* _Text section_
Kenya Faces Rising Maternal Debt Crisis

Written by on January 18, 2026

For Laurence Omondi, receiving distressing calls about mothers detained in hospitals is a familiar and deeply personal experience. One recent call, however, has resonated particularly strongly: a teenage mother who had given birth to a preterm baby in a public hospital, only to be detained when she couldn’t pay the bill after the infant did not survive.

The young mother spent an entire month inside the hospital, witnessing other mothers cradle their newborns and prepare to go home while she grieved her loss and remained unable to leave. Omondi describes her mental state as “completely shattered,” noting she was “frustrated, fragile, and in deep pain, punished simply because she was poor.” The bill stood at Sh40,000, an amount her family, including her mother, a laundry worker, could not raise.

Detention of Mothers

For Omondi, the detention of mothers in hospitals is unacceptable. He argues that only criminals should be detained and that hospitals have no legal or moral right to hold women hostage. What concerns him most is that this is not an isolated case; several major hospitals have repeatedly faced scrutiny over the detention of mothers unable to pay medical bills.

Through the Machozi Ya Mwisho Initiative, Omondi and his team have taken health facilities to court, demanding accountability and respect for the rights and dignity of women. The organization challenges hospitals to seek humane and lawful alternatives to debt recovery, firmly insisting that detaining mothers is illegal. Omondi questions, “What other alternatives can hospitals use to recover their money, other than locking up poor mothers who are simply trying to survive?”

He emphasizes that the issue extends beyond unpaid bills, encompassing justice, dignity, and the fundamental right of every woman to receive care without fear of punishment for her poverty. Cases vary, but poverty remains the root cause. Some women are held for weeks or months over amounts as low as Sh3,000 to Sh5,000, with teenage mothers particularly vulnerable.

Reaching hospitals on behalf of detained mothers is often met with silence. Families often contact the organization in desperation, reporting their daughters are locked inside hospital wards. Securing releases is handled case-by-case, sometimes requiring public demonstrations or court intervention. While well-wishers occasionally step in to clear bills, Omondi insists this should not be the standard solution.

* _Excerpted data_
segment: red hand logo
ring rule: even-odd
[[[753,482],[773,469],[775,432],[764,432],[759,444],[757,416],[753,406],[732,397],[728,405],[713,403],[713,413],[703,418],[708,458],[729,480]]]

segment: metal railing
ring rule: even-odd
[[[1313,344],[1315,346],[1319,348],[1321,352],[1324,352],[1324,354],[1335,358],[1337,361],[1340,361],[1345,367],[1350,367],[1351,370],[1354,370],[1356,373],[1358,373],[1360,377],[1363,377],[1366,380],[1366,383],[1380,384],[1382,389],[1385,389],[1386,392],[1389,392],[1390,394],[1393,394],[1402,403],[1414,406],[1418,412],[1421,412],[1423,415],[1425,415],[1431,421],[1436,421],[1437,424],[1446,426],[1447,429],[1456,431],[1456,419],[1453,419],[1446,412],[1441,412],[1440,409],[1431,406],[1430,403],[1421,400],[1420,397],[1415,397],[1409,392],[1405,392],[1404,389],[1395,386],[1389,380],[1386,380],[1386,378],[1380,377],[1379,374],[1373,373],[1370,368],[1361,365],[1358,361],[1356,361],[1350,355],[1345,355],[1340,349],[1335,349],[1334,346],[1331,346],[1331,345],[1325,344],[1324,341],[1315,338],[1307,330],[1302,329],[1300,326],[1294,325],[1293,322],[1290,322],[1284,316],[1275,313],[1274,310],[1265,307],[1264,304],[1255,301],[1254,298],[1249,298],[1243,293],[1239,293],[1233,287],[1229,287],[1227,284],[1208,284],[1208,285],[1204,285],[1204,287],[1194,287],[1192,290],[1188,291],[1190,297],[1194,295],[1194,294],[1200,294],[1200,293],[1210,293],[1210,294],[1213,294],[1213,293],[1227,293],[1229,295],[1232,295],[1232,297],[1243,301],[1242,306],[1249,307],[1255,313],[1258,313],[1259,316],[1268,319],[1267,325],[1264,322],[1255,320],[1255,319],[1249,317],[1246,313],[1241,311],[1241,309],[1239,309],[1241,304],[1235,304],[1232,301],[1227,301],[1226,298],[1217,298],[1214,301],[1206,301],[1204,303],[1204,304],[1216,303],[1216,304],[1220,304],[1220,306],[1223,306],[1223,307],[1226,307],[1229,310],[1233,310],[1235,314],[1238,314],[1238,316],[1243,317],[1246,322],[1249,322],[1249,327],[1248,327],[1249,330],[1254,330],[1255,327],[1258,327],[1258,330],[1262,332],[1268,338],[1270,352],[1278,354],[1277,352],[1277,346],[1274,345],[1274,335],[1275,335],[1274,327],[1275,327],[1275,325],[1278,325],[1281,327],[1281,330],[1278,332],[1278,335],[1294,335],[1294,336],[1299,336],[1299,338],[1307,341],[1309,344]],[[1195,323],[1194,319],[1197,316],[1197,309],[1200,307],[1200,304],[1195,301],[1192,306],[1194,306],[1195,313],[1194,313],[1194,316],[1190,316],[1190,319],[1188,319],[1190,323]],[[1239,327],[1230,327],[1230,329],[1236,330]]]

* _Instructions_
[A] Rewrite the part of the article on hospital detention of mothers from "The young mother" up to and including "pay medical bills.", swapping "laundry worker" for "domestic worker".
[B] Carry the article about mothers detained in Kenyan hospitals forward from its final sentence.

* _Responses per task_
[A]
The young mother spent an entire month inside the hospital, witnessing other mothers cradle their newborns and prepare to go home while she grieved her loss and remained unable to leave. Omondi describes her mental state as “completely shattered,” noting she was “frustrated, fragile, and in deep pain, punished simply because she was poor.” The bill stood at Sh40,000, an amount her family, including her mother, a domestic worker, could not raise.

Detention of Mothers

For Omondi, the detention of mothers in hospitals is unacceptable. He argues that only criminals should be detained and that hospitals have no legal or moral right to hold women hostage. What concerns him most is that this is not an isolated case; several major hospitals have repeatedly faced scrutiny over the detention of mothers unable to pay medical bills.

[B]
Omondi believes that free or extremely affordable maternal healthcare is possible, arguing that the cost of dignified care is lower than the long-term social and emotional damage caused by detention. In 2025, a rare moment of relief occurred when a well-wisher cleared bills for over 100 women detained at Mama Lucy Hospital, but many others across the country remain trapped.

Human dignity and mental health

For the Machozi Ya Mwisho Initiative, the fight is about human dignity, mental health, and the right of every woman to give birth without fear of imprisonment for poverty. Amina, a resident of Majengo, experienced this firsthand. After giving birth, she was detained due to her inability to pay the Sh5,000 bill, having lost her job and struggling to survive.

She remained in the ward for two days, witnessing other mothers leave while she was unable to. The shame and fear affected her ability to breastfeed, and she recalls the emotional weight of being left behind. “The shame is heavy,” she says. “People whisper. You see them pointing. Nurses keep asking you, ‘When are you going home?’”

Detention in hospitals

Reports indicate that across Kenya, the detention of mothers in health facilities due to unpaid medical bills is a widespread issue. At Mama Lucy Kibaki Hospital in Nairobi, over 100 mothers were stranded due to unpaid bills, some exceeding Sh100,000. Similarly, over 30 mothers remained at Thika Level 5 Hospital with unpaid bills ranging from Sh30,000 to Sh95,000. At Moi Teaching and Referral Hospital in Eldoret, at least 27 mothers were held for unpaid medical costs.

Human rights organizations and legal advocates condemn these practices as violations of human rights and dignity. While officials sometimes attribute delays to administrative processes, the emotional toll on mothers and families remains profound. These incidents highlight gaps in health financing and the implementation of universal health coverage.

There is ongoing debate in Kenya regarding criminalizing the detention of patients for unpaid bills. The Health (Amendment) Bill, 2025, proposes making it illegal for both public and private institutions to hold patients or corpses over unpaid fees. The Ministry of Health opposes this proposal, arguing that non-payment should be handled administratively.